_Task statement_
Rewrite every one of the entries below with "Place a dot on every one" changed to "Mark a point on each one" and nothing else altered, and omit the pictures from your answer.

_Exercise materials_
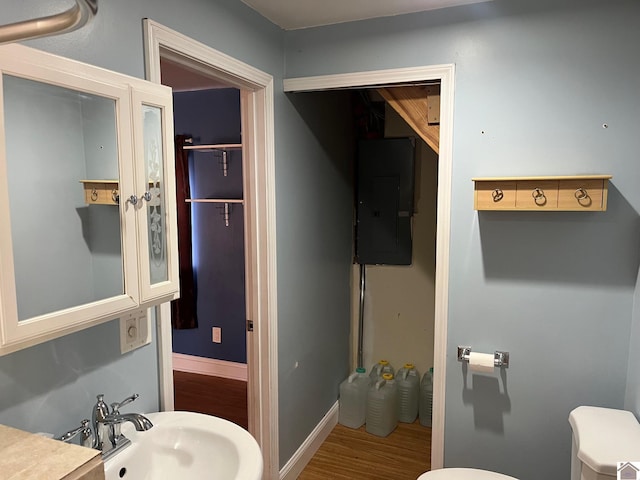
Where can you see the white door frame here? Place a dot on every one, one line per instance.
(446, 75)
(256, 98)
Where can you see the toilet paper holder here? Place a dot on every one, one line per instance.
(500, 359)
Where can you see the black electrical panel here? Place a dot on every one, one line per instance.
(385, 191)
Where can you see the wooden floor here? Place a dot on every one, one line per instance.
(349, 454)
(346, 454)
(221, 397)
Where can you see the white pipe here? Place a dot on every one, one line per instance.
(74, 18)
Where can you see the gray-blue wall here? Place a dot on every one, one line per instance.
(539, 79)
(51, 387)
(313, 230)
(535, 82)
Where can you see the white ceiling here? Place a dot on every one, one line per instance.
(294, 14)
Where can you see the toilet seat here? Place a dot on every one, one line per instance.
(463, 474)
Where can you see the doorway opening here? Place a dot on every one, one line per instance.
(256, 112)
(444, 74)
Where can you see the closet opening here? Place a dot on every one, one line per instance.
(392, 331)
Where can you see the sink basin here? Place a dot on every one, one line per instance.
(187, 445)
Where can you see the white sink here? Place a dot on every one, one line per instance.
(185, 445)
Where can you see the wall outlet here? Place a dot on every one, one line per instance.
(216, 333)
(135, 330)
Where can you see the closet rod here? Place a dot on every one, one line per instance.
(72, 19)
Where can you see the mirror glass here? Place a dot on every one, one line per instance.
(66, 251)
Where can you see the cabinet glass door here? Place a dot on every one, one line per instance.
(153, 128)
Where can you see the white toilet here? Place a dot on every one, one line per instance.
(602, 437)
(463, 474)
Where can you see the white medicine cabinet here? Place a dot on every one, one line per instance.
(87, 196)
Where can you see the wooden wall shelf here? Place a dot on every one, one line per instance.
(542, 193)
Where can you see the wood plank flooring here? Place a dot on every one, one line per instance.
(350, 454)
(221, 397)
(346, 454)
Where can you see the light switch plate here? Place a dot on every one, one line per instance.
(135, 330)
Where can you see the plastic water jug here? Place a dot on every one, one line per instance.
(353, 399)
(383, 366)
(426, 398)
(408, 381)
(382, 406)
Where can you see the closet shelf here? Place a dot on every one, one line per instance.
(218, 146)
(214, 200)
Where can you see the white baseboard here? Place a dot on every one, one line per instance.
(209, 366)
(310, 446)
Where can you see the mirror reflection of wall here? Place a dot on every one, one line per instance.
(65, 252)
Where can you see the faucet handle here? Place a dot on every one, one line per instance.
(86, 438)
(115, 407)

_Written answer_
Where can you see the white door frame here? Mark a point on each one, one line per instance.
(446, 75)
(256, 98)
Where can you see the toilet paper holder here? Mark a point on each one, one line per instance.
(500, 359)
Where can you see the black electrical panel here? Mark a point on each one, one line per instance.
(385, 191)
Where can you see the wooden floor here? Mark a point on each one, one line per instance.
(349, 454)
(346, 454)
(221, 397)
Where can you see the white pipe here? Mark a point on each one, one line per instance.
(74, 18)
Where can you see the gray-blue wall here? Mark a point on each one, one line per instance.
(539, 79)
(51, 387)
(313, 230)
(535, 82)
Where can you see the white ceiling here? Mark a point on each one, one line per instance.
(294, 14)
Where can you see the toilet seat here? Mark a point on each one, one line per instance.
(463, 474)
Where can you see the doorway opening here? Mark a point on each one, one line per instance.
(256, 112)
(444, 74)
Where can you see the closet opening here? Mark a point on each one, one line per instance.
(392, 331)
Where can you see the sink basin here? Mark a point on each one, one line per instance.
(187, 445)
Where can you see the white sink here? Mark a point on each one, one line per instance.
(185, 445)
Where can you see the wall outlet here? Mark a point on each one, one line per instance.
(216, 333)
(135, 330)
Where can you see the closet rod here? Mark a point on each one, one line per instance.
(72, 19)
Where can you see the mirror glass here? Mark a point on each one, one line per instance.
(66, 251)
Where can you see the cabinet glass door here? Mark a point on each one, one line per instance.
(153, 128)
Where can you see the white toilet here? Mark a point on each one, one line per instance.
(602, 437)
(463, 474)
Where can you see the white medicine cabinet here? Mark a point on each one, one line per instance.
(87, 196)
Where can you see the wooden wall shelf here? Mark a point on each one, one line per instance.
(542, 193)
Where can you see the wood plank flooring here? Mark a point on each one, one line per instance.
(350, 454)
(221, 397)
(346, 454)
Where can you see the light switch plate here? Mark a point on each one, one line per instance.
(135, 330)
Where can you see the plastic water jug here? Mark a point on each one, one line per instance.
(353, 399)
(383, 366)
(426, 398)
(408, 381)
(382, 406)
Where can you see the closet shelf here? Mark a point on each one, one line per instance.
(218, 146)
(214, 200)
Where can you see the white baseboard here? Mark a point on each one, one line per instance.
(209, 366)
(310, 446)
Where can you see the mirror reflection of wall here? Mark a point on each one, one line per instance.
(65, 252)
Where can you see the faucet handle here? Mark a point on each one, one line per instance.
(86, 438)
(115, 407)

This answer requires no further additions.